While the discrepancy was ultimately corrected, allegedly, and none of the errors made into the Boeing 787 planes, there was 1 problem: the discrepancy of design was in some or all of the TESTING BCU’s used, particularly during the FIRE. Securaplane personnel were told to manually modify the BCU’s to correct the design discrepancy, and then test them.
That means, the entire testing using the modified BCU’s was tainted. As it happens, a FIRE burnt down the building. The investigation afterwards attributed the fire to the technician’s operating error in connecting the wrong cable. Well, that’s just guessing. They don’t really know if the modification of the BCU really did something, or perhaps even the batteries themselves were bad.
The point is, when you do testing with modified designs, you don’t really know if the actual design will work. The result is tainted!
Even more interesting: The Securaplane technician complained to the FAA requesting an investigation, and…
Stucky confirmed that FAA officials did visit; they called in advance to tell Stucky they were coming. The FAA investigators primarily met with Stucky, but did talk to a few production assemblers. During the site visit, investigators didn‘t ask questions about the schematic error, their focus was more on getting a “feel” for the company and how comfortable workers were with approaching Stucky about safety issues.

[Data items]
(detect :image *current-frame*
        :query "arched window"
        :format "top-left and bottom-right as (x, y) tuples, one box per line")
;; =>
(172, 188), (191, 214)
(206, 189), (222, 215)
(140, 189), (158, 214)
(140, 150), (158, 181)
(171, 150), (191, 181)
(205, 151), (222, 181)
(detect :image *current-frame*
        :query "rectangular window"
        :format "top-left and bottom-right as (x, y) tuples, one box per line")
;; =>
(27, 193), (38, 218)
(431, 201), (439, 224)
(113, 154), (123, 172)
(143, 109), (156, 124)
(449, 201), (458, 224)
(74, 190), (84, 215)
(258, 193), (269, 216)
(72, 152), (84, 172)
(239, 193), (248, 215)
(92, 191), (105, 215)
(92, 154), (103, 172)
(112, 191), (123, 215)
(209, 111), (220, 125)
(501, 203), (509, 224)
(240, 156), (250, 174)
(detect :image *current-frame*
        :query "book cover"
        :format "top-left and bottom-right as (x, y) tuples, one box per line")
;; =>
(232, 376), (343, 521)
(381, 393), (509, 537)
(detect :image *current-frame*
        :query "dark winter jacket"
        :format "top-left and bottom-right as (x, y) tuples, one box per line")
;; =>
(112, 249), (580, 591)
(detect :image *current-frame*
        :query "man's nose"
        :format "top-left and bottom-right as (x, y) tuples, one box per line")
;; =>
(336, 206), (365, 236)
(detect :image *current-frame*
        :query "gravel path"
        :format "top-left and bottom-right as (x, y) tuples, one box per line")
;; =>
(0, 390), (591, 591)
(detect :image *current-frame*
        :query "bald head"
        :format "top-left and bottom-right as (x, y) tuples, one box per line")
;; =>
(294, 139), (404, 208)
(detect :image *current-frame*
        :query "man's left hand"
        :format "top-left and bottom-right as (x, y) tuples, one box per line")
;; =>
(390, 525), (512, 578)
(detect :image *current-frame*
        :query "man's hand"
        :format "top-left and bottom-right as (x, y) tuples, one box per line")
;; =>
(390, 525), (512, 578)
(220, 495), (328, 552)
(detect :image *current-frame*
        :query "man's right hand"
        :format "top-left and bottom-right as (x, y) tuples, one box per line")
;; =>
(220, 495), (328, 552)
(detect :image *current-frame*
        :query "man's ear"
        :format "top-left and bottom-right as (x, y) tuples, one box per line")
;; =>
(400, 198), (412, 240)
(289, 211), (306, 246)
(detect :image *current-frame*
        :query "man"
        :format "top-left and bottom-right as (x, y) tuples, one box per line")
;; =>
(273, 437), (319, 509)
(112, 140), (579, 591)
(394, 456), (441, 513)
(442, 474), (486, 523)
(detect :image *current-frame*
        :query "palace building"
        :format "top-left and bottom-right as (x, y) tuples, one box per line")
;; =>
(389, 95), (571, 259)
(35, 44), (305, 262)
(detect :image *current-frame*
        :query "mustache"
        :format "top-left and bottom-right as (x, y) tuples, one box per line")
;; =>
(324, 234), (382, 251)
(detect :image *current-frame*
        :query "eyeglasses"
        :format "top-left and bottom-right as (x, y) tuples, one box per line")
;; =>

▶ **Problem set**
**a)** Answer these questions from the Securaplane passage:
(i) What were Securaplane personnel told to do with the BCU's?
(ii) What did the investigation afterwards blame for the fire?
(iii) During the site visit, what were the FAA investigators focused on?
**b)** Write a continuation of the Securaplane passage, starting right after its final sentence.

▶ **Answers by item number**
**a)**
(i) They were told to manually modify the BCU's to correct the design discrepancy, and then test them.
(ii) The technician's operating error in connecting the wrong cable.
(iii) Getting a "feel" for the company and how comfortable workers were with approaching Stucky about safety issues.

**b)**
In other words, FAA didn’t take the fire that seriously, and accepted the investigative results of Securaplane and GS Yuasa, which blamed essentially “operator error” on the technician.
[email protected] says
Amen.
All of my work at Keep America At Work has shown me that the source of all of our countries problems is the lack of a media that is willing to expose the who, what, where, why, when and how
Charles Liu says
The same 787 battery blew up in 2006:
http://seattletimes.com/html/businesstechnology/2020199686_787batterysafetyxml.html
Black Pheonix says
Japan now says there is nothing wrong with the battery, and starts to look at the monitor system, made by Kanto Aircraft in Japan.
Looks like they are going to try to sweep it under the carpet again, by giving the public some half-assed explanations.
lewisglarsen says
Dear Black Phoenix:
Congratulations on your greatly informative, very knowledgeable, and extremely insightful Jan 23 posting about possible underlying causes for the Boeing 787 Dreamliner’s two recent thermal runaway incidents with on-board GS Yuasa Lithium-ion batteries.
I happen to strongly agree with you that internal electrical shorts, otherwise known cryptically as “field failures” in the battery community, are certainly a plausible alternative as a causative agent for triggering the JAL and ANA Dreamliner battery fire incidents.
Interestingly, our company has published details of a nanoscale physical mechanism for a battery field failure that could, at least in theory, create a micron-scale, current-driven ‘hot spot’ at 4,000+ Kelvin that could easily be capable of triggering a dangerous, macroscopic thermal runaway event. BTW – I am a theoretical physicist.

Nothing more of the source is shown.